#### EXERCISE OBJECTIVE:
Continue the personal account about life after a narcissistic upbringing, picking up right after its last sentence.

#### DOCUMENT PASSAGE:
= = = =

A book that helped me "see the light" was CHILDREN OF THE SELF-ABSORBED - A Grownup's Guide for Getting Over Narcissistic Parents. I read that and had an "ah ha" moment or six.

I have given up on having any kind of normal life, and I don't even have BP - I'm just an emotional wreck from my upbringing! For the last 25 years or so, I've felt like I was "marching toward impending doom" and now the doom is here and I don't know what to do with myself! I go through the motions of living, but I have been dead inside for some time. I enjoyed a brief respite and had some hope when I was introduced to a man last year who convinced me that he was my soulmate, manipulated me into genuinely loving him and then just disappearing into thin air. Someone on here suggested that I go out and have some "fun". There is nothing that is "fun" for me - the last time I had fun was when I was in my guy's state, cleaning out his closets and looking at houses for us to live in together that he had arranged. THAT was fun because it was building my future. Oh, I saw "Sex & the City" on opening day - you'd think that would be fun, but I cried though half the movie and then for several days after. NOTHING is fun to me unless it involves a future that I prepared myself for.

= = = =

#### DATA EXTRACT:
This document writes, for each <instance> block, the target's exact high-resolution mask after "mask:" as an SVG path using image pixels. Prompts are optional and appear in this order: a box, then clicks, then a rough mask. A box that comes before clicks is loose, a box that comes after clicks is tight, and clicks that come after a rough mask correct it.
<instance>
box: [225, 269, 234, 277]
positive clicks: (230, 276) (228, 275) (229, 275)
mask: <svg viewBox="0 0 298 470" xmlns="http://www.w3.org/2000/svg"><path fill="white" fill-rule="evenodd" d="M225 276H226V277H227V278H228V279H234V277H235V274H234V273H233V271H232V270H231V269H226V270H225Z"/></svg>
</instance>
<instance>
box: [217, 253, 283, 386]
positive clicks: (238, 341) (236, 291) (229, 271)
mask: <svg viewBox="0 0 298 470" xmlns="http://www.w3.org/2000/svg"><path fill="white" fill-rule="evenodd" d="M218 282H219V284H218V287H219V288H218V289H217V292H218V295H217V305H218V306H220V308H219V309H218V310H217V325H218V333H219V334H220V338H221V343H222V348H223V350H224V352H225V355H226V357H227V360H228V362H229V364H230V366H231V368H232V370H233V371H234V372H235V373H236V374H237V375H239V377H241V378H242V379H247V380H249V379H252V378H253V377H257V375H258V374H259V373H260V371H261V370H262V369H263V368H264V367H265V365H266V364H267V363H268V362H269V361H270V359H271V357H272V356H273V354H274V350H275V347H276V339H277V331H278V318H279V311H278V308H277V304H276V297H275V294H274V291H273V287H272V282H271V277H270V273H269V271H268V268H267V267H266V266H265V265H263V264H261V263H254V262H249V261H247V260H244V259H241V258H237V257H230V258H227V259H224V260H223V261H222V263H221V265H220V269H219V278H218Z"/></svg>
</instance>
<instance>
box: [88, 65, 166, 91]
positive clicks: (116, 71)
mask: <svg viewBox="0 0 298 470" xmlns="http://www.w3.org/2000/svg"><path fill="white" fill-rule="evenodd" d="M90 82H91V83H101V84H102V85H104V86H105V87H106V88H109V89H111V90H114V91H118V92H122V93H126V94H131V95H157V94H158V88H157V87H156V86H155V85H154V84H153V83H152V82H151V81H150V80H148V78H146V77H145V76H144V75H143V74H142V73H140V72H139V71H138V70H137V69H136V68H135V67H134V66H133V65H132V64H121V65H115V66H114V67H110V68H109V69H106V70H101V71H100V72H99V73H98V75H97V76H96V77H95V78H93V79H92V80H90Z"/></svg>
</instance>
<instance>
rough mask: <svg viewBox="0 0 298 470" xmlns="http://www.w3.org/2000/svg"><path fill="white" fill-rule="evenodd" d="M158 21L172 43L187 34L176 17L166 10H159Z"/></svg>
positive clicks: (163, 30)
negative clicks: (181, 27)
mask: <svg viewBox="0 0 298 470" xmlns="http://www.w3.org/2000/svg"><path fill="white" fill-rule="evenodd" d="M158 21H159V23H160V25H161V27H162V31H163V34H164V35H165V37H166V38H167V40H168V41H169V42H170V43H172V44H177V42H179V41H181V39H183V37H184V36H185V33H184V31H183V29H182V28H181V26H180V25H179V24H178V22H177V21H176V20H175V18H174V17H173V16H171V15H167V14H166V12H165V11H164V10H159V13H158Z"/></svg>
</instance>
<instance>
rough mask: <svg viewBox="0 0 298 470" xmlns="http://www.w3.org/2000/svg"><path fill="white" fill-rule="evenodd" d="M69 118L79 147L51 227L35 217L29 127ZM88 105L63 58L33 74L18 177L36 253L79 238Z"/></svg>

= = = =

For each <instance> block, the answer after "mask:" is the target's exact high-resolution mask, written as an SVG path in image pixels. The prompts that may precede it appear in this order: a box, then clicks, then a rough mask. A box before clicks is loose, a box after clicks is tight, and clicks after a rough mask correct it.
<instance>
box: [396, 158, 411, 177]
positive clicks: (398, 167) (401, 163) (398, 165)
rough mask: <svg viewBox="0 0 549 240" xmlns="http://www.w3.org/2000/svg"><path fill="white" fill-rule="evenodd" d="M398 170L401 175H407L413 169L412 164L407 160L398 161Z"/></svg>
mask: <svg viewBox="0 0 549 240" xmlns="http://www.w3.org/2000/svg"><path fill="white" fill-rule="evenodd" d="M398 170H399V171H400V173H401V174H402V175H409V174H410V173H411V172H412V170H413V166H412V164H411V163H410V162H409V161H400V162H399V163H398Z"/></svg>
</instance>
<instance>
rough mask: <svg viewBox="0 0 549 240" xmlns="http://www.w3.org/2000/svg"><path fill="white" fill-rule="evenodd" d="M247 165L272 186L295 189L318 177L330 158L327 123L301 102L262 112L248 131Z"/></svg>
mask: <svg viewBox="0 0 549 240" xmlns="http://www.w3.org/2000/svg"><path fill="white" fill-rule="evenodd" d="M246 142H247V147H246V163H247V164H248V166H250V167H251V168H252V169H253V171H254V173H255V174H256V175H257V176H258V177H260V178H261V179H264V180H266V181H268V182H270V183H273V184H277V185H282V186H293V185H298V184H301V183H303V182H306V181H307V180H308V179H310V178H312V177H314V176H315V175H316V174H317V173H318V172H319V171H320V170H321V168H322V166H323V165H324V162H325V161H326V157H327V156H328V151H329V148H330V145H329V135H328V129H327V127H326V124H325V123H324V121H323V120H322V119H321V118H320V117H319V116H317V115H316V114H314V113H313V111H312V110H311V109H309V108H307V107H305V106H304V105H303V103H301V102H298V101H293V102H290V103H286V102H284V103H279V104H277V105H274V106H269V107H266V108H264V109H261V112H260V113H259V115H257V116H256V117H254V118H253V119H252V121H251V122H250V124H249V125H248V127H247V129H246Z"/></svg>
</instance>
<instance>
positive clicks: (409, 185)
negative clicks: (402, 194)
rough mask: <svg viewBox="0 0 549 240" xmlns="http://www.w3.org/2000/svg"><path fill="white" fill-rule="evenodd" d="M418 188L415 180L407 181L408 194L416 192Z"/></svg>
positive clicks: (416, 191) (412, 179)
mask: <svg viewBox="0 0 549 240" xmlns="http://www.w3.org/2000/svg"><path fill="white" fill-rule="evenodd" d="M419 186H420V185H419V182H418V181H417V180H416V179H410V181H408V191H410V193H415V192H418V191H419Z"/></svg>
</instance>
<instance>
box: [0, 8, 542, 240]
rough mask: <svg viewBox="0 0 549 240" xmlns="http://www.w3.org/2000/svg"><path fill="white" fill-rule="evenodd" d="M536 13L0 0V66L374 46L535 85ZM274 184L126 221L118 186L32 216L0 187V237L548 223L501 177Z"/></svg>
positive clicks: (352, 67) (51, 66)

= = = =

#### RESPONSE TO THIS EXERCISE:
And, Lobo, I just LOVE reading everything that you write here! I wish I could go to your shrink! You are right about the "losses" concept. However, I disagree that we got the "best" our parents had to offer. My mother found time to screw various and sundry men, she had time to bleach my hair when I was FIVE!! But, not to play with me, or let me be a Brownie or a Girlscout. She gave her "best" when it was important to HER! I was so scared at being put up for adoption, but I probably would have been better off because I would have gone to a family that actually WANTED me!

I am terribly jealous of all the kids I see whose parents teach them to ride bikes and take them to Scout meetings and have birthday parties and have playdates and go on family vacations. I always wanted these things so badly and thought I'd have them with my own family - the one I would create - and it's dismal to realize that it's never gonna happen. The best I can look forward to now is to be some old guy's sex toy for his golden years - and go on golf vacations broken up by screwfests when his Viagra kicks in. THIS LIFE MAKES ME SICK!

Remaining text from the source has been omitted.